── ОТРЫВОК ТЕКСТА ──
Совершенно непонятная и какая-то буддийская мысль.
Впрочем, и Монтэнь печально вздыхал:
«К чему вооружаемся мы тщетным знанием? О, сколь сладостно и мягко изголовье для избранных — незнание и простота сердца».
Он объяснял долголетие дикарей их незнанием наук и религии, не зная, что все это — в зародыше — есть у них. Эпикуреец Монтэнь жил в эпоху религиозных войн. Он был весело мудр и находил, что каннибализм дикарей не так отвратителен, как пытки инквизиции.
Через триста лет Лев Толстой сказал о нем:
«Монтэнь — пошл».
Лев Толстой мыслил церковно и по форме и по содержанию. Не думаю, что догматизм был приятен ему, и едва ли процесс мысли давал Толстому то наслаждение, которое, несомненно, испытывали такие философы, как, например, Шопенгауэр, любуясь развитием своей мысли. На мой взгляд, для Льва Николаевича мышление было проклятой обязанностью, и мне кажется, что он всегда помнил слова Тертуллиана, — слова, которыми выражено отчаяние фанатика, уязвленного сомнением:
«Мысль есть зло».
Не лежат ли — для догматиков — истоки страха пред мыслью и ненависти к ней — в Библии, VI, 1–4:
«Азазел же научил людей делать мечи и ножи… научил их разным искусствам… объяснил течение звезд и луны. И настало великое безбожие и разврат на земле, и скривились пути человеческие…»?
Все это припомнилось мне после вчерашней неожиданной беседы с А. Блоком. Я вышел вместе с ним из «Всемирной литературы», он спросил меня: что я думаю по поводу его «Крушения гуманизма»?
Несколько дней тому назад он читал на эту тему нечто вроде доклада, маленькую статью. Статья показалась мне неясной, но полной трагических предчувствий. Блок, читая, напоминал ребенка сказки, заблудившегося в лесу: он чувствует приближение чудовищ из тьмы и лепечет встречу им какие-то заклинания, ожидая, что это испугает их. Когда он перелистывал рукопись, пальцы его дрожали. Я не понял: печалит его факт падения гуманизма или радует? В прозе он не так гибок и талантлив, как в стихах, но — это человек, чувствующий очень глубоко и разрушительно. В общем: человек «декаданса». Верования Блока кажутся мне неясными и для него самого; слова не проникают в глубину мысли, разрушающей этого человека вместе со всем тем, что он называет «разрушением гуманизма».
Некоторые мысли доклада показались мне недостаточно продуманными, например:
«Цивилизовать массу и невозможно и не нужно»; «Открытия уступают место изобретениям».
───
── ФРАГМЕНТЫ ДАННЫХ ──
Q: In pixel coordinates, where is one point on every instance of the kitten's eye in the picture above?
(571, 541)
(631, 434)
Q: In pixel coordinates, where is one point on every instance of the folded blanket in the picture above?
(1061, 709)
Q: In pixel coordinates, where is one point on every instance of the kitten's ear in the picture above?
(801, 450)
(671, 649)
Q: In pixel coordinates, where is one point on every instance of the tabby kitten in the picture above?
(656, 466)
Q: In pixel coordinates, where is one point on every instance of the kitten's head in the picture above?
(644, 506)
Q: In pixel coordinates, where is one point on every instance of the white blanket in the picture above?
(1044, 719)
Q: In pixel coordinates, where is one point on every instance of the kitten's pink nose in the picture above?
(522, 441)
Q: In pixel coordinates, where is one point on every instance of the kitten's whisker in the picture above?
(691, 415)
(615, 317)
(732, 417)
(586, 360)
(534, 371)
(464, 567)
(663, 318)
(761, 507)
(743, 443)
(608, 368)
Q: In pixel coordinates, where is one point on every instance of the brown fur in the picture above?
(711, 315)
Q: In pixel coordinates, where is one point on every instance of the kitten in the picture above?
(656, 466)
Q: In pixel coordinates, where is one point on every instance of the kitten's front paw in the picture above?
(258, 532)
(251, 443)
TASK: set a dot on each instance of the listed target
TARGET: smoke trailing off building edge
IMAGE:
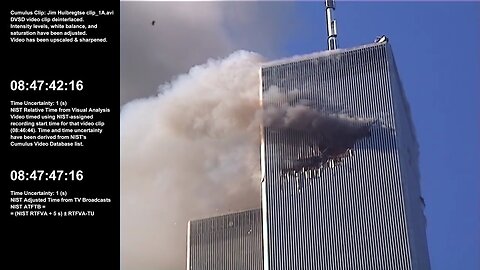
(313, 136)
(368, 212)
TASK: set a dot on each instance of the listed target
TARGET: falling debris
(381, 39)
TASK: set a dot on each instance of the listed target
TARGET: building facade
(340, 177)
(228, 242)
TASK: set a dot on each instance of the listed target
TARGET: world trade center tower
(340, 176)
───
▶ **ЗАДАНИЯ**
1 - Перечислите всех реальных людей, которых отрывок о Блоке называет по имени. Персонажа библейской цитаты не включайте.
2 - Ответьте по отрывку о Блоке:
(a) Что, по мнению Монтэня, не так отвратительно, как пытки инквизиции?
(b) Какие слова Тертуллиана приводятся в отрывке?
(c) Что происходило с пальцами Блока, когда он перелистывал рукопись?
Эти фрагменты взяты из другого источника.

▶ **ОТВЕТЫ К ЗАДАНИЯМ**
1 - Монтэнь, Лев Толстой, Шопенгауэр, Тертуллиан, А. Блок.

2 -
(a) Каннибализм дикарей.
(b) «Мысль есть зло».
(c) Они дрожали.